• _Work to complete_
Everything in the records must appear again exactly, except the images.

• _Input records_
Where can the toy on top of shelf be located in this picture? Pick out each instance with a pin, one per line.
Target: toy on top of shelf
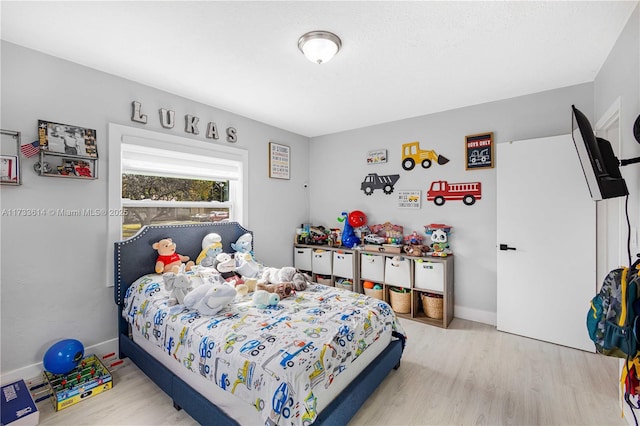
(392, 233)
(63, 356)
(439, 236)
(413, 238)
(335, 237)
(374, 239)
(312, 235)
(417, 250)
(319, 235)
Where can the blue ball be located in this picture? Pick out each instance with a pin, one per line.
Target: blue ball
(63, 356)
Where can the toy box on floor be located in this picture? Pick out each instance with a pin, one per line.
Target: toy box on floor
(89, 378)
(18, 408)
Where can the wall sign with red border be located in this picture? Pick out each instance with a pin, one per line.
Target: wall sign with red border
(479, 151)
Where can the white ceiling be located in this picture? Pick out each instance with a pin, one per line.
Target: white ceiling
(398, 59)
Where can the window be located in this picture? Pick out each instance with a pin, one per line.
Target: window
(163, 187)
(163, 178)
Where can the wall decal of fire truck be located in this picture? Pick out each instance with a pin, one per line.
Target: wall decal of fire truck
(441, 191)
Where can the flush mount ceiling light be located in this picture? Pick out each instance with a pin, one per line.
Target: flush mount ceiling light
(319, 46)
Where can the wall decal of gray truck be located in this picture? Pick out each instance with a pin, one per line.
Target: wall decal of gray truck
(374, 181)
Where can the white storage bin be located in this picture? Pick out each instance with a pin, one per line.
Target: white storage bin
(321, 262)
(397, 271)
(302, 258)
(371, 267)
(429, 275)
(342, 264)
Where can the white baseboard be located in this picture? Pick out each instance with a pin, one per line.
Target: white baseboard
(485, 317)
(35, 370)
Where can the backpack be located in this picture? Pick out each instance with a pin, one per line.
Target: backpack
(612, 317)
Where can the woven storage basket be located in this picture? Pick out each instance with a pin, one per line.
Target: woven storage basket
(400, 302)
(373, 293)
(432, 305)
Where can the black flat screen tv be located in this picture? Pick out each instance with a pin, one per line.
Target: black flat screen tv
(599, 163)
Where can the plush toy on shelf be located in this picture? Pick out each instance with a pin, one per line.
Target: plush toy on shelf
(168, 260)
(439, 234)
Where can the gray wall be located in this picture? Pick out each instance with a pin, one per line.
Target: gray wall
(474, 227)
(53, 268)
(619, 77)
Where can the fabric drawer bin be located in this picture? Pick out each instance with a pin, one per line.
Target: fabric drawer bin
(321, 262)
(302, 258)
(429, 275)
(397, 272)
(343, 264)
(371, 267)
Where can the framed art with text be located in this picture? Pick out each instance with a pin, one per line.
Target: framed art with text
(479, 151)
(279, 161)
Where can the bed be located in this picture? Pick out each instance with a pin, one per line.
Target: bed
(302, 378)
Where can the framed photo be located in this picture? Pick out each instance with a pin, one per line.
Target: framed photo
(409, 199)
(377, 156)
(279, 161)
(9, 169)
(479, 151)
(67, 139)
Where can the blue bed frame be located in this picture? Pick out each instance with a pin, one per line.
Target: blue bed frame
(135, 257)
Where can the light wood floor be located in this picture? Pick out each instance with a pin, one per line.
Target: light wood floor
(468, 374)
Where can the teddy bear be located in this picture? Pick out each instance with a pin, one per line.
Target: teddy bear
(178, 284)
(211, 247)
(210, 298)
(168, 260)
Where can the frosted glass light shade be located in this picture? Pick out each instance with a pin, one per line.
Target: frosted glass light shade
(319, 46)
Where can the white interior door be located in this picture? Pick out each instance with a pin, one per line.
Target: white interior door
(546, 214)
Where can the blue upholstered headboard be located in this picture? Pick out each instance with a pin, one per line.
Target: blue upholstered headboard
(135, 256)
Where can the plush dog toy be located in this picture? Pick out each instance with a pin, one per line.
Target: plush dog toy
(263, 299)
(168, 260)
(178, 284)
(243, 243)
(210, 298)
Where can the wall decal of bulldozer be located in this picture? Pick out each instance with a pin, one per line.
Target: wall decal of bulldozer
(412, 154)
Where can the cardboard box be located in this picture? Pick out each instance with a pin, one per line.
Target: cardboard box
(18, 408)
(89, 378)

• _Answer space_
Where can the toy on top of shelf be located in this picture? Pick out each instance with a pin, one per line.
Target: toy on top of shelf
(392, 233)
(63, 356)
(439, 236)
(413, 238)
(335, 237)
(374, 239)
(312, 235)
(417, 250)
(319, 235)
Where can the blue ball be located in this picture? Pick out each instance with a pin, one per line.
Target: blue ball
(63, 356)
Where can the toy box on floor be located in this picture? Pick out each instance with a pin, one per line.
Target: toy box on floor
(89, 378)
(18, 408)
Where can the wall sign with red border be located in this picture? Pick out each instance with a pin, one per line.
Target: wall sign with red border
(479, 151)
Where can the white ceiling be located in this picture? Pick out each instance with a pin, one per line.
Target: white ceiling
(398, 59)
Where can the window be located in this picture? Pick out each instance with a pin, one per line.
Target: window
(163, 187)
(163, 178)
Where can the wall decal of fire truck be located in this picture? Pick out each instance with a pin, one per line.
Target: wall decal of fire truck
(441, 191)
Where can the flush mount ceiling light be located in this picture? Pick out each instance with a pin, one per line.
Target: flush mount ceiling light
(319, 46)
Where can the wall decal of gray truck be located in this picture? Pick out each instance with a pin, one per line.
Target: wall decal of gray truck
(374, 181)
Where can the white storage bin be located in this picture? Pick out each instance with a pin, one per line.
Target: white storage bin
(321, 262)
(397, 271)
(302, 258)
(371, 267)
(429, 275)
(342, 264)
Where can the white baseboard be located in this picture? Pick out each instance with a pin, one per line.
Target: white baseboard
(485, 317)
(35, 370)
Where can the backpack be located in this picture? Pick out each instance with a pin, one per line.
Target: backpack
(612, 317)
Where can the woven storage basket be located in this picture? Pick out each instance with a pin, one per line.
Target: woven storage basket
(400, 302)
(373, 293)
(432, 305)
Where can the black flat screen tv be located in this picture? Pick out each instance with a pin, one per line.
Target: black flat screen tv
(599, 163)
Where can the plush toy on shelf be located in this picture? Pick out each instance with a pin, one per line.
Target: plush toy on shelf
(168, 260)
(439, 234)
Where can the gray wall be located in this picture? Pick out each instance with a pin, one per line.
Target: gray wall
(474, 227)
(53, 268)
(619, 77)
Where can the fabric drawer bin be located in this picture? Pick out each instance with a pin, one per line.
Target: fabric drawer bin
(321, 262)
(302, 258)
(429, 275)
(397, 272)
(343, 264)
(371, 267)
Where can the framed art with text be located in this picture? Pick out each instance with a pin, one per line.
Target: framed art with text
(479, 151)
(279, 161)
Where can the bed be located in this picture? Pick out each instance with a pin, one per line.
Target: bed
(302, 378)
Where can the framed photo be located in this picture? Pick out each instance with a pin, one per line.
Target: framed photo
(409, 199)
(377, 156)
(279, 161)
(9, 169)
(479, 151)
(67, 139)
Where can the blue bed frame be located in this picture? Pick out each instance with a pin, one per line.
Target: blue bed frame
(135, 257)
Where can the light wood floor be located in this picture? Pick out each instance with a pin, one per line.
Target: light wood floor
(468, 374)
Where can the teddy bear be located in this picture? Pick out each instance with a pin, one per line.
Target: teddy bear
(178, 284)
(211, 247)
(210, 298)
(168, 260)
Where can the frosted glass light shade be located in this picture? Pick out each instance with a pin, one per line.
Target: frosted glass light shade
(319, 46)
Where can the white interior door be located in this picture? Pick out each instance with a pin, one per line.
Target: white interior door
(546, 214)
Where can the blue upholstered headboard be located in this picture? Pick out each instance with a pin, one per line.
Target: blue upholstered headboard
(135, 256)
Where can the plush dog toy be located in this picture? Pick out each instance with a pin, one per line.
Target: plush dog toy
(263, 299)
(168, 260)
(178, 284)
(243, 243)
(210, 298)
Where can the wall decal of bulldozer be located in this picture? Pick out each instance with a pin, one per line.
Target: wall decal of bulldozer
(412, 154)
Where can the cardboard box be located in this picture? Pick out each instance with a pin, one per line.
Target: cardboard box
(18, 408)
(89, 378)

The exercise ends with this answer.